▸ Exercise description
In the listing below, start your output at the line with "Exercise. Mark the red-tailed" and end it after the line with "Exercise. Mark the yellow leaf", copying every line exactly.
= = = = = = =
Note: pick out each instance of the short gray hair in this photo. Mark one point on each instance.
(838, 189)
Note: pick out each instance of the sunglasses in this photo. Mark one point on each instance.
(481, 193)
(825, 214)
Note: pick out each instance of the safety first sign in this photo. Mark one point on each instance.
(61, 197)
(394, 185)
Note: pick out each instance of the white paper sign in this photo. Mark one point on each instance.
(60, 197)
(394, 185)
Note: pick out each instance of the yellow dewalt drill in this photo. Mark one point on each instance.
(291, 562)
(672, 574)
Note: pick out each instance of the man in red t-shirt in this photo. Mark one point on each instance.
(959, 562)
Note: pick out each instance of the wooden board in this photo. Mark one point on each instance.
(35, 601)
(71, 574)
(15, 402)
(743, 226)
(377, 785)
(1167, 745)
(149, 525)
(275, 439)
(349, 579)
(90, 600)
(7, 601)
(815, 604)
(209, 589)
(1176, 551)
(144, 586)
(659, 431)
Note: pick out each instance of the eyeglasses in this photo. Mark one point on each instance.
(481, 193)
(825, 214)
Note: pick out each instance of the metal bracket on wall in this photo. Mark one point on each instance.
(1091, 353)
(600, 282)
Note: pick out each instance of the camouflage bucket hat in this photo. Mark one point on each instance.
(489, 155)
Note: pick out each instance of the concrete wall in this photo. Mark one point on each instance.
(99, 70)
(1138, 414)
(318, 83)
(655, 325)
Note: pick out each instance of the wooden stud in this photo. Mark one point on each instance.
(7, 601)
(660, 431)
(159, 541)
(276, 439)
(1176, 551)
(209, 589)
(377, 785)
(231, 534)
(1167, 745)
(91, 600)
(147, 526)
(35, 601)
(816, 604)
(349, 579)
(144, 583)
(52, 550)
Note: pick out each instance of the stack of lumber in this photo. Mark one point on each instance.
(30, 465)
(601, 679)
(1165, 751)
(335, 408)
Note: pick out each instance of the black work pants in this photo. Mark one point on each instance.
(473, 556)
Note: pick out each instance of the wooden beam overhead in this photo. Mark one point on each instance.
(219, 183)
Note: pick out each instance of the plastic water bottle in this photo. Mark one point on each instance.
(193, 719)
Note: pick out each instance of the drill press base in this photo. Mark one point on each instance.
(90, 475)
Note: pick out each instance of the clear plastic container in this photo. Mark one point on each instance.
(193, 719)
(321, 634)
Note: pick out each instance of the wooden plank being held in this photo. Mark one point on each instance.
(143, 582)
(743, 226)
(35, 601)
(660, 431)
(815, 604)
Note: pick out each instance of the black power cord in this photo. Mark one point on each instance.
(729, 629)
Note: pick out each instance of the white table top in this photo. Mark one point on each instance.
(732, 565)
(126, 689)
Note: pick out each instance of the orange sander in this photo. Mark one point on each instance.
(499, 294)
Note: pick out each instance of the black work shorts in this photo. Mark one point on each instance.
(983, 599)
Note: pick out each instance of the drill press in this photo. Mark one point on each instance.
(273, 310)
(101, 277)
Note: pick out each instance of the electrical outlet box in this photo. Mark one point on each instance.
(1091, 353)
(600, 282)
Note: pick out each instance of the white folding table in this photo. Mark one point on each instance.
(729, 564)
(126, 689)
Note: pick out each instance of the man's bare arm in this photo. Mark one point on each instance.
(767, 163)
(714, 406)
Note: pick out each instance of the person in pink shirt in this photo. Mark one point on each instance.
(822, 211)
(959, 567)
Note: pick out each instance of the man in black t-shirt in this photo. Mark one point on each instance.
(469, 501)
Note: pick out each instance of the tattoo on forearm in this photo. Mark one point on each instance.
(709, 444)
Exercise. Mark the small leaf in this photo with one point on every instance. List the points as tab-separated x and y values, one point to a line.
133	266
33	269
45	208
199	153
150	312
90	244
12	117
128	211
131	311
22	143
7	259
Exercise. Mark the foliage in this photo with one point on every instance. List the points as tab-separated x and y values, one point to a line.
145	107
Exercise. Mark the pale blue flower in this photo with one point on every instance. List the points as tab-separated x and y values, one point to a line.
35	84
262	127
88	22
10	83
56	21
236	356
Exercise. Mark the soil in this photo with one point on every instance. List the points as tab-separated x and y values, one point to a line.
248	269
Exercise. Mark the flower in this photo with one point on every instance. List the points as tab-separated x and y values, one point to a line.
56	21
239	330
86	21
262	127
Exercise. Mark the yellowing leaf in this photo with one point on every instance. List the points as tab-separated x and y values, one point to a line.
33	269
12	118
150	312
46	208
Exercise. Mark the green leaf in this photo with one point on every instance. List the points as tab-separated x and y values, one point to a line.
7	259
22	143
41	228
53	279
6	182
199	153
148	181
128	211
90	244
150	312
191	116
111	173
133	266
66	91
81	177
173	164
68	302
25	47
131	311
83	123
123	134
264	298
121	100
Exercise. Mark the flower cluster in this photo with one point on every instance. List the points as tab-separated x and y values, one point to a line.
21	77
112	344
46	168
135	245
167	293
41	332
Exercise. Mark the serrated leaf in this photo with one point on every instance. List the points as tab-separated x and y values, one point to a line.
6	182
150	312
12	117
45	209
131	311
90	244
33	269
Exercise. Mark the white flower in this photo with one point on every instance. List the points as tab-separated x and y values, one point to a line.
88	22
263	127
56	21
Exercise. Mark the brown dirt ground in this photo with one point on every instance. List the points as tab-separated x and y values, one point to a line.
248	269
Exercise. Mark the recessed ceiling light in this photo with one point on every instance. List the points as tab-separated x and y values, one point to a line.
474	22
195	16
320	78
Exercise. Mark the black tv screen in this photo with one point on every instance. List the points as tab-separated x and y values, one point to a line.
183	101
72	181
= = = = = = =
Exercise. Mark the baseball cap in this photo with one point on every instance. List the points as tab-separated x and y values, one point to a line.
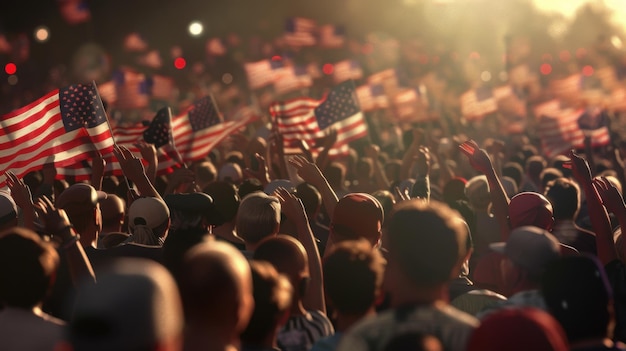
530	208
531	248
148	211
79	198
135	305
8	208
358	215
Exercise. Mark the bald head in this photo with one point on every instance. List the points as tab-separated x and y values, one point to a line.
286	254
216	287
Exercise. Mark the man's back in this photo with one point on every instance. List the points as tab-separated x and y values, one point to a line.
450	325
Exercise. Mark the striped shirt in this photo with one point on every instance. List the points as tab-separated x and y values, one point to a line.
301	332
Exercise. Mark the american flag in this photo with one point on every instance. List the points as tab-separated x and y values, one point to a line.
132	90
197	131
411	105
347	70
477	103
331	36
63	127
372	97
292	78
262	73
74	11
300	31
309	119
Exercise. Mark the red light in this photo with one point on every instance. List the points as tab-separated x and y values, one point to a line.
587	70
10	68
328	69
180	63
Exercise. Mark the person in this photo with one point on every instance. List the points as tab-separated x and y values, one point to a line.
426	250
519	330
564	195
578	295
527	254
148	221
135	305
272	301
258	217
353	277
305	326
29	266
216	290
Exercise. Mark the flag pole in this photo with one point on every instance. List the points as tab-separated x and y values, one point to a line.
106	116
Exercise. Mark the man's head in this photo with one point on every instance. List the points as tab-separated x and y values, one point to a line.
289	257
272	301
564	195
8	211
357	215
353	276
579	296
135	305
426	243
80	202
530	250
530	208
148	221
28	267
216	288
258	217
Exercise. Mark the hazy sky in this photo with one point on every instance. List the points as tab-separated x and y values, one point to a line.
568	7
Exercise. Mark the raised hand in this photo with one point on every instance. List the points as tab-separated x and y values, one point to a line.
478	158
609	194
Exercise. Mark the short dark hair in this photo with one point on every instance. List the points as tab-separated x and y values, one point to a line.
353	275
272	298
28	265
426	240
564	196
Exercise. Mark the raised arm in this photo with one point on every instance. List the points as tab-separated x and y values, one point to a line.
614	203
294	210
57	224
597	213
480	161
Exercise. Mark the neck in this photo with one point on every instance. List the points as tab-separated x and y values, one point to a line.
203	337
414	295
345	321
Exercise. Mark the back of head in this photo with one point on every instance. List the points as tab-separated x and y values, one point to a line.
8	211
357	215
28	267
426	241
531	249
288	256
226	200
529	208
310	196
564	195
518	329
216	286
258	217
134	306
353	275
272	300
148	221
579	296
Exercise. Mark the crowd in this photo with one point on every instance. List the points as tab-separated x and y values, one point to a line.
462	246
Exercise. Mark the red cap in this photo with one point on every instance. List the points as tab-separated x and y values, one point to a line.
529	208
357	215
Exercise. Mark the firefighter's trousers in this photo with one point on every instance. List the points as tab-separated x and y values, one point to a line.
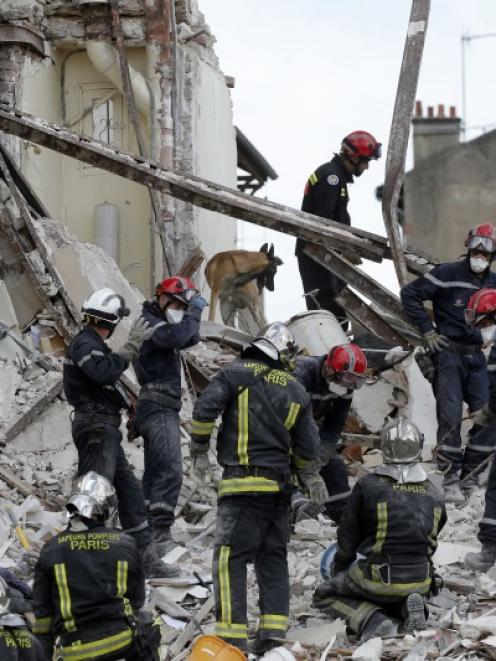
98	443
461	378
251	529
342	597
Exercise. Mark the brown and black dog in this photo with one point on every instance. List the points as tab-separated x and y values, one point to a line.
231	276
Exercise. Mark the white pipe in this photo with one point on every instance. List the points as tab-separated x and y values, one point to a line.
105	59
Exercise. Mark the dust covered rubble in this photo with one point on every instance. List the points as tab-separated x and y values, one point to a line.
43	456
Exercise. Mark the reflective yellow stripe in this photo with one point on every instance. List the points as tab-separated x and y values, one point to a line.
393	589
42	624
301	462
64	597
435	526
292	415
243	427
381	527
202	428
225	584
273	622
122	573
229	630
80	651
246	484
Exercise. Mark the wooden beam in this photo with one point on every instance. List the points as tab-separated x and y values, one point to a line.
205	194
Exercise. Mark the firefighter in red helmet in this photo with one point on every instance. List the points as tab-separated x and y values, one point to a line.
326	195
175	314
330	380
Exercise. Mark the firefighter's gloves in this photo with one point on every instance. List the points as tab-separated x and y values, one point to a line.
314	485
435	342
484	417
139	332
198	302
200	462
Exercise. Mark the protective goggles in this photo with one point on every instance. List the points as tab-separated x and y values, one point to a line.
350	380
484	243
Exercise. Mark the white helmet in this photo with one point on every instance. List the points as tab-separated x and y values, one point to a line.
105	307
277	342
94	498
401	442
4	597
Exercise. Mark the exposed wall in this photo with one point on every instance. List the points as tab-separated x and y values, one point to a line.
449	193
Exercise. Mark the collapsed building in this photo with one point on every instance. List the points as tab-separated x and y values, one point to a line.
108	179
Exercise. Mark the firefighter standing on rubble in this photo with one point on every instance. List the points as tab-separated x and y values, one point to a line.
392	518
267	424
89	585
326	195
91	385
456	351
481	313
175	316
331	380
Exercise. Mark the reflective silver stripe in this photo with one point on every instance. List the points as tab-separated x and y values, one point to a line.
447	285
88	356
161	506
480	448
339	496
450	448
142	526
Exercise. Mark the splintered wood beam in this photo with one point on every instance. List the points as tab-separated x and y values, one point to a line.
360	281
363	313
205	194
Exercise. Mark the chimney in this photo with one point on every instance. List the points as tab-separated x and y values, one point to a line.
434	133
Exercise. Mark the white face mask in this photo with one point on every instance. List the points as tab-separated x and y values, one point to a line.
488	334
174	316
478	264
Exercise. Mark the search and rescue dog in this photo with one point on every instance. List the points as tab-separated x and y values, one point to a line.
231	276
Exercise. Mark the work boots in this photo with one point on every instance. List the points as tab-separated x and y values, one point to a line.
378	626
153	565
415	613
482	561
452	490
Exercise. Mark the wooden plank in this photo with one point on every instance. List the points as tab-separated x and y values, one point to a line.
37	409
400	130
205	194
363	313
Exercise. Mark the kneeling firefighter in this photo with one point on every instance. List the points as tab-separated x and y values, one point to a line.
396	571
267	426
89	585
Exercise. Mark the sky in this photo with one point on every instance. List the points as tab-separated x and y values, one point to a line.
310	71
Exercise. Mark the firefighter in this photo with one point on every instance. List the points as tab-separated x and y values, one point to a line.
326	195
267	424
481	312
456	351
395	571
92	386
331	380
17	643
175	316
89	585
= = = = = = =
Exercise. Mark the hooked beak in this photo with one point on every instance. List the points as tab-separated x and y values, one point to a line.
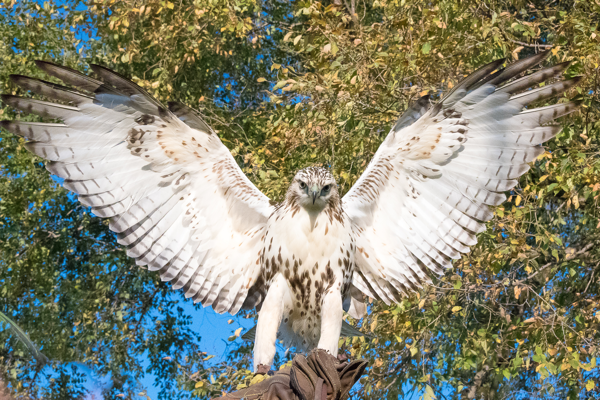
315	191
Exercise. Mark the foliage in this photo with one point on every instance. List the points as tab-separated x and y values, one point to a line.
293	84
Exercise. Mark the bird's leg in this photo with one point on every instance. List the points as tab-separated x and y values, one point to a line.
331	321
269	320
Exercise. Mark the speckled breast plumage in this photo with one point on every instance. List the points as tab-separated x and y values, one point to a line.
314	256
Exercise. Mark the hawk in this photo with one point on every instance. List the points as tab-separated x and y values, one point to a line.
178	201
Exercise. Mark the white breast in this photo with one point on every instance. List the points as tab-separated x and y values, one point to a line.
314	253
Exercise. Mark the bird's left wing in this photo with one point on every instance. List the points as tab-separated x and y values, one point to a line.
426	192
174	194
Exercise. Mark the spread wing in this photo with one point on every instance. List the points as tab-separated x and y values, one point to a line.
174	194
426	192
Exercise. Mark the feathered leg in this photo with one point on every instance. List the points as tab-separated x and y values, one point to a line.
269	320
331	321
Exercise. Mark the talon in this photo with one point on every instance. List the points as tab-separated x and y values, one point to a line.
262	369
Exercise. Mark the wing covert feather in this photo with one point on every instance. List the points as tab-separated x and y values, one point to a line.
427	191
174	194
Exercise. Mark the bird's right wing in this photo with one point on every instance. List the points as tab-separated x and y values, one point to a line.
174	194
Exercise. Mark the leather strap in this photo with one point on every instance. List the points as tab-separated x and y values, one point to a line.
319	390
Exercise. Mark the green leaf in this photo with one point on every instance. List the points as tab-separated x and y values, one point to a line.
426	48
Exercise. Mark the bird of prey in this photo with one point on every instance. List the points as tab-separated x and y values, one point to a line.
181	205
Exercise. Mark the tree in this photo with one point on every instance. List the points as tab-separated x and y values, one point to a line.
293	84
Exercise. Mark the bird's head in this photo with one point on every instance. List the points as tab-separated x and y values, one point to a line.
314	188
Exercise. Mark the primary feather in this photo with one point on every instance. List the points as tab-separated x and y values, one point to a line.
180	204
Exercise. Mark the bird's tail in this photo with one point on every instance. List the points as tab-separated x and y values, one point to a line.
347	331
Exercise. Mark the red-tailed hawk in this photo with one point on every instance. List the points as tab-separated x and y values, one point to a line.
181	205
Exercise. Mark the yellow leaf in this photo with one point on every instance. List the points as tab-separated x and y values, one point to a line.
= = = = = = =
▸ Response to the exercise
Exercise. Mark the red-tailed hawk in this photo with one point on every instance. List the points as tab-separated x and y values, one point to a line.
181	205
Exercise. Mark the yellow leaf in this photo with one point on every instance. List the points as tab-separated x and y values, one point to a line.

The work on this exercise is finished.